TASK TO COMPLETE:
In the records below, find the lines that include "form" and copy each.

SUPPLIED MATERIAL:
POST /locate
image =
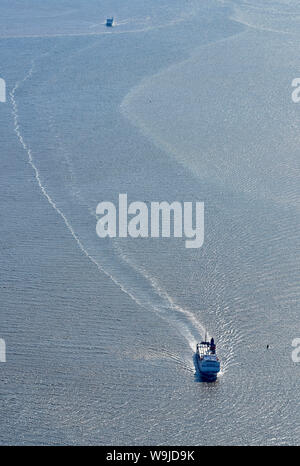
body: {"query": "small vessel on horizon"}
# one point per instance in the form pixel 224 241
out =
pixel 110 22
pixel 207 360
--
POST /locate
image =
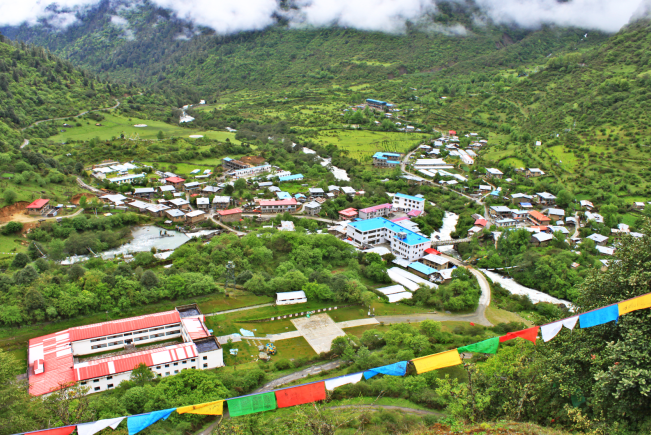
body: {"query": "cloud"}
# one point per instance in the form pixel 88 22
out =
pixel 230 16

RESPONSE TO THIS TASK:
# one point per instance in the form pixel 224 241
# one point per instance in the form pixel 88 22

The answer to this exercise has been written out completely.